Dataset entries |
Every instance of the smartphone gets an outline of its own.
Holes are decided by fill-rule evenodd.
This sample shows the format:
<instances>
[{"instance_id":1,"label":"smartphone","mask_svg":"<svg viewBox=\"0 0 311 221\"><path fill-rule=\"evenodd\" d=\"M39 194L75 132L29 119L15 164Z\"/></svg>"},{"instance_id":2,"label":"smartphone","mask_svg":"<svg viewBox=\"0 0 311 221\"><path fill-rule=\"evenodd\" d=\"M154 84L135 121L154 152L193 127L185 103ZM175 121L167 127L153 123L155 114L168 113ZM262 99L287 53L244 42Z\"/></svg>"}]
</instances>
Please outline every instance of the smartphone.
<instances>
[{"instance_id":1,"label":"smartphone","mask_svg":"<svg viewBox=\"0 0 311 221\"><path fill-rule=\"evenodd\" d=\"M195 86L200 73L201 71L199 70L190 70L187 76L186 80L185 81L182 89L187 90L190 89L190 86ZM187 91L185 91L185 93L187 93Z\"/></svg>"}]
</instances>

Exercise task | Copy the listing above word for word, including every line and character.

Result for this exercise |
Every instance of the smartphone gets an outline of its own.
Holes are decided by fill-rule evenodd.
This sample shows the format:
<instances>
[{"instance_id":1,"label":"smartphone","mask_svg":"<svg viewBox=\"0 0 311 221\"><path fill-rule=\"evenodd\" d=\"M39 194L75 132L29 119L15 164Z\"/></svg>"},{"instance_id":2,"label":"smartphone","mask_svg":"<svg viewBox=\"0 0 311 221\"><path fill-rule=\"evenodd\" d=\"M154 84L135 121L154 152L193 127L185 103ZM175 121L167 127L153 123L155 114L168 113ZM262 99L287 53L244 42Z\"/></svg>"}]
</instances>
Please outline every instance of the smartphone.
<instances>
[{"instance_id":1,"label":"smartphone","mask_svg":"<svg viewBox=\"0 0 311 221\"><path fill-rule=\"evenodd\" d=\"M195 86L200 73L201 71L199 70L190 70L187 76L186 80L185 81L182 89L187 90L190 89L190 86ZM187 91L185 91L185 93L187 93Z\"/></svg>"}]
</instances>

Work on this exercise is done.